* [Exercise]: Can you reproduce every one of the rows below verbatim, line for line, without changing a single character?

* [Exercise materials]:
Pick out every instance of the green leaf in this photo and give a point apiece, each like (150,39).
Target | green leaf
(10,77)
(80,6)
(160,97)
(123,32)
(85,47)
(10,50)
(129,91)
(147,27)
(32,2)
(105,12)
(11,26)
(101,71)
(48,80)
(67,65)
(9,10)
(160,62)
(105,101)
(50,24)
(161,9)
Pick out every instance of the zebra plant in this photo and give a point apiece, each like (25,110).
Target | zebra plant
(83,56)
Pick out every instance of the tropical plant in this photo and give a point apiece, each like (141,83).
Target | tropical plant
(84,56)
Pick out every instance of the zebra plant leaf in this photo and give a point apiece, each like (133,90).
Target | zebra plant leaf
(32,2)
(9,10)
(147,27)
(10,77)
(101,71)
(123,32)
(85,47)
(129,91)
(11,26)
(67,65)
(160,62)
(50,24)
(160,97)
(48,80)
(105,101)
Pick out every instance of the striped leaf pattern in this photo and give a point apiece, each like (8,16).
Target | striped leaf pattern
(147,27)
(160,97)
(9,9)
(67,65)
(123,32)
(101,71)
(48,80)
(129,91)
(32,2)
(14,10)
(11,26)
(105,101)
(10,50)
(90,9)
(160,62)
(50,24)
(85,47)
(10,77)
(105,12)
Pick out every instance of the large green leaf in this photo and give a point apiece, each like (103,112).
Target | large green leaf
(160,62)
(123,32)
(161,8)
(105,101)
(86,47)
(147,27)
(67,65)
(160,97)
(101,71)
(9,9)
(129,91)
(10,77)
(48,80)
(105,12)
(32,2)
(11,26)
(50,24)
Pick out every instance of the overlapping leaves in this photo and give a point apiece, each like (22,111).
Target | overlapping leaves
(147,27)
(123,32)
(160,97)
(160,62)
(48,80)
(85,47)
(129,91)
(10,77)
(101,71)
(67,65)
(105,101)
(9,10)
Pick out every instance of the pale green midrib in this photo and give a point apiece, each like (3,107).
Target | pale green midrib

* [Full output]:
Pick out every instance of the green leaf in this photo and give a point apiece, each like (150,39).
Target | green leaf
(10,77)
(80,6)
(160,97)
(123,32)
(85,47)
(10,50)
(129,91)
(147,27)
(32,2)
(105,12)
(11,26)
(101,71)
(48,80)
(67,65)
(9,10)
(160,62)
(105,101)
(50,24)
(161,9)
Pick out every instance of the zebra plant in this photo and give a point apiece, each like (25,110).
Target | zebra plant
(83,56)
Pick out every instance of the tropical plant in this photo and give a point apiece, each like (141,83).
Target | tropical plant
(84,56)
Pick out every instance of the zebra plant leaf in this photo and give a point apiece, each like (133,90).
Target | zebra plant leaf
(32,2)
(9,10)
(147,27)
(10,77)
(101,71)
(123,32)
(85,47)
(129,91)
(11,26)
(67,65)
(160,62)
(50,24)
(160,97)
(48,80)
(105,101)
Pick out every instance of the striped leaf pattern in this photo and give a point apiece, each like (8,16).
Target | striped leaf pattern
(147,27)
(160,97)
(9,9)
(67,65)
(123,32)
(101,71)
(48,80)
(129,91)
(32,2)
(14,10)
(11,26)
(105,101)
(10,50)
(90,9)
(160,62)
(50,24)
(85,47)
(10,77)
(105,12)
Pick out every instance of the large green leaf in this photo and give a point apiece, each like (103,112).
Target | large green leaf
(160,62)
(123,32)
(161,8)
(105,101)
(86,47)
(147,27)
(67,65)
(160,97)
(101,71)
(9,9)
(129,91)
(10,77)
(48,80)
(105,12)
(32,2)
(11,26)
(50,24)
Pick out every instance of the overlapping leaves in this photo and give a point apiece, each like (22,111).
Target | overlapping leaves
(147,27)
(123,32)
(160,97)
(160,62)
(48,80)
(85,47)
(129,91)
(10,77)
(101,71)
(67,65)
(105,101)
(9,10)
Pick out every instance of the pale green midrib in this photo and give a point apiece, each like (3,107).
Target | pale green midrib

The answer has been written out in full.